• _Необходимые действия_
- A) Замените «ногайцы» на «татары» и приведите фрагмент текста о походах Хлопуши между словами «Потом с Бородиным, у» и «Пугачева людей множество.» включительно.
- B) Перечислите всех людей, названных по имени или фамилии в тексте о походах Хлопуши.
- C) Продолжите текст о походах Хлопуши после его последнего предложения.

Потом с Бородиным, у которого в команде было четыреста илецких казаков, а у Хлопуши — четыреста заводских крестьян, пошли под Озерную. А не доходя оной Бородин велел ему, Хлопуше, итти в Жолтой той редут, где жительствуют ногайцы, а сам поехал с указами, данными ему при отправлении от самозванца, за башкирцами (кои живут по реке Ику). И пригнал оттуда в Жолтой редут тысячу пятьсот человек, я с теми людьми приступили ночью к Озерной, но оной не взяли по жестокому супротивлению (а как от Пугачева приказано было, естли Озерной взять не будет можно, то писать к нему), почему Бородин к нему с тем и отправил казака. А чрез четыре дни сам Пугачев с яицкими казаками пришол к Озерной, и совокупись все команды были на приступе, однакож не взял, — где побито у Пугачева людей множество.
Оттуда Пугачев ходил в Ильинскую крепость, кою, хотя с супротивления, однако ж взял, нашед в оной около семисот человек солдат — оные шли из Сибири в Оренбург. Оттуда Пугачев с Почиталиным наперед поехал в Берду, а команду и с пленными велел весть Ивану Творогову. По приходе выдано команде жалованье по рублю на человека. Дача жалованья производима была не в одно время, а тогда как привезут откуда деньги, ибо оных было для толпы его недостаточно. Потом посылан был он, Хлопуша, для взятья крепости Илецкой защиты, а по овладении оною забрать тамо хлеб (ибо по известием, Пугачев уповал быть тамо хлеба множество). Дав ему, Хлопуше, в команду четыреста заводских крестьян и несколько казаков да две пушки, с которыми людьми, хотя и с супротивления, но тое крепость взяли с помощью бывших в оной сакмарских казаков, которые, как скоро крепость он атаковал, тотчас ему передались и во взятьи оной чинили ему вспоможение. Войдя ж в крепость, слышал он, что при приступе ранено было два [167] офицера — капитан Ядринцов и поручик, но, как ево зовут, не знает, которых неведомо, кто из ево, Хлопушиной, команды без ведома ево прикололи копьями. Он же, Хлопуша, велел тут повесить одного хорунжего Уключенинова, и то по просьбе жителей, за невыдачу им провианта; да приказал колоть копьями тутошняго конторщика.

• _Исходные материалы_
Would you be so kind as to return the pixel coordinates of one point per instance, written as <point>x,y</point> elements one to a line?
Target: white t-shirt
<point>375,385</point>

• _Результаты выполнения_
- A)
Потом с Бородиным, у которого в команде было четыреста илецких казаков, а у Хлопуши — четыреста заводских крестьян, пошли под Озерную. А не доходя оной Бородин велел ему, Хлопуше, итти в Жолтой той редут, где жительствуют татары, а сам поехал с указами, данными ему при отправлении от самозванца, за башкирцами (кои живут по реке Ику). И пригнал оттуда в Жолтой редут тысячу пятьсот человек, я с теми людьми приступили ночью к Озерной, но оной не взяли по жестокому супротивлению (а как от Пугачева приказано было, естли Озерной взять не будет можно, то писать к нему), почему Бородин к нему с тем и отправил казака. А чрез четыре дни сам Пугачев с яицкими казаками пришол к Озерной, и совокупись все команды были на приступе, однакож не взял, — где побито у Пугачева людей множество.

- B) Бородин, Хлопуша, Пугачев, Почиталин, Иван Творогов, Ядринцов, Уключенинов

- C)
В ту ж ево в Илецкой защите бытность взял он, Хлопуша, в конторе денег двести восемдесят рублев, пять пушек с лафетами, и несколько хлеба, а оставя тут для защиты от киргизцов две пушки и поруча команду капитану, о котором жители просили ево, что он человек доброй, а потому он и не повешен, оттуда возвратился в Берду 19. Не доезжая ж оной встретил ево Шигаев с командою для того, чтоб ево с камандою не захватили оренбургские выласки.
Вскоре потом в Берду приехал из Яицкого городка и сам Пугачев 20, которому он, Хлопуша, что было в Илеке, пересказал, также представил и превезенной им провиант. Пугачев же на то ему говорил: «Напрасно де ты оставлял там людей и хлеб (которого он не взял по просьбе жителей) и за то должно бы тебя повесить». Потом спросил Пугачев, доброй ли человек, там остался капитан, и спрашивал ли де об нем подчиненных оно, и что они на то сказали. А Хлопуша отвечал, что все оное исполнено точно, и от людей он одобрен". Тут Пугачев спросил еще: «Не обидел ли ты ево и не отнял ли чево ис нажити?» На то он говорил: «Ничего не сделано».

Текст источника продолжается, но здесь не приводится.